#### Exercises:
(a) From the thread on integrals over the unit disk, copy the passage from "Solutions to these" to "two above results.)".
(b) In the thread on integrals over the unit disk, which distinct variables appear after a "d" as the variable of integration in the displayed integrals? List each one once.

# A pair of integrals involving square roots and inverse trigonometric functions over the unit disk

I would like to perform the integration ($$u \in [0,1]$$), $$$$\int_{a=-1}^1 \int_{b=-\sqrt{1-a^2}}^{\sqrt{1-a^2}} u^2 \sqrt{-a^2 u^2-b^2+1} \tan ^{-1}\left(\frac{\left| a\right| }{\sqrt{-a^2-b^2+1}}\right) db da .$$$$

I also have a companion problem $$$$\int_{a=-1}^1 \int_{b=-\sqrt{1-a^2}}^{\sqrt{1-a^2}} u \sqrt{-a^2-b^2+1} \tan ^{-1}\left(u \left| a\right| \sqrt{-\frac{1}{a^2 u^2+b^2-1}}\right) db da .$$$$

Solutions to these two problems would provide a resolution to the question "Compute a certain "separability probability" via a constrained 4D integration over $$[-1,1]^4$$", posed in https://mathematica.stackexchange.com/questions/193337/compute-a-certain-separability-probability-via-a-constrained-4d-integration-ov

Now, for the component functions of the first integrand, we have $$$$\int_{a=-1}^1 \int_{b=-\sqrt{1-a^2}}^{\sqrt{1-a^2}} u^2 \sqrt{-a^2 u^2-b^2+1} db da = \frac{4}{3} u \left(\sqrt{1-u^2} u+\sin ^{-1}(u)\right),$$$$ and $$$$\int_{a=-1}^1 \int_{b=-\sqrt{1-a^2}}^{\sqrt{1-a^2}} \tan ^{-1}\left(\frac{\left| a\right| }{\sqrt{-a^2-b^2+1}}\right) db da=\frac{1}{2} (\pi -2) \pi.$$$$ Can some form of integration-by-parts--or other methodology--be performed? (I realize that more may certainly be needed in addition to the two above results.)

The much-viewed question https://math.stackexchange.com/questions/1167346/integration-by-parts-for-a-double-integral seems relevant here.

• To get rid of at least one integral, first change $a, b$ to polar coordinates $r, \theta$, and change again to $x, y$ with $r = x/\sqrt{1+x^2}, \cos(\theta) = y/x$ with bounds $x \in [0, \infty)$ and $y \in [0, x]$. Switching the integration order to $y \in [0, \infty)$, $x \in [y, \infty)$ then allows you to perform the $x$-integral, and $$\int_0^\infty \! \frac{8 u^2 \sqrt{1 + (1-u^2) \, y^2} \tan^{-1}(y)}{3 (1 + y^2)^2} \, dy$$ remains. Not sure how helpful that actually is though. – student Mar 18 '19 at 19:52

Further to my comment, one can set $$y = \frac{z}{\sqrt{1-z^2}}$$ to obtain $$\frac{8}{3} \, u^2 \int_0^1 \! \sqrt{1 - u^2 z^2} \sin^{-1}(z) \, dz \;,$$ which Mathematica evaluates to $$\frac{2}{3} \, u \, \bigl(\operatorname{Li}_2(-u) - \operatorname{Li}_2(u) + \pi \sqrt{1 - u^2} \, u - (1 - u^2) \tanh^{-1}(u) - u + \pi \sin^{-1}(u)\bigr) \;,$$ where $$\operatorname{Li}_2(x)$$ is the dilogarithm.

#### Supplied material:
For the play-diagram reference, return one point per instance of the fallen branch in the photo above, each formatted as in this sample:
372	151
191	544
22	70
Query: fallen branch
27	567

#### Written responses:
(a)
Solutions to these two problems would provide a resolution to the question "Compute a certain "separability probability" via a constrained 4D integration over $$[-1,1]^4$$", posed in https://mathematica.stackexchange.com/questions/193337/compute-a-certain-separability-probability-via-a-constrained-4d-integration-ov

Now, for the component functions of the first integrand, we have $$$$\int_{a=-1}^1 \int_{b=-\sqrt{1-a^2}}^{\sqrt{1-a^2}} u^2 \sqrt{-a^2 u^2-b^2+1} db da = \frac{4}{3} u \left(\sqrt{1-u^2} u+\sin ^{-1}(u)\right),$$$$ and $$$$\int_{a=-1}^1 \int_{b=-\sqrt{1-a^2}}^{\sqrt{1-a^2}} \tan ^{-1}\left(\frac{\left| a\right| }{\sqrt{-a^2-b^2+1}}\right) db da=\frac{1}{2} (\pi -2) \pi.$$$$ Can some form of integration-by-parts--or other methodology--be performed? (I realize that more may certainly be needed in addition to the two above results.)

(b)
- b
- a
- y
- z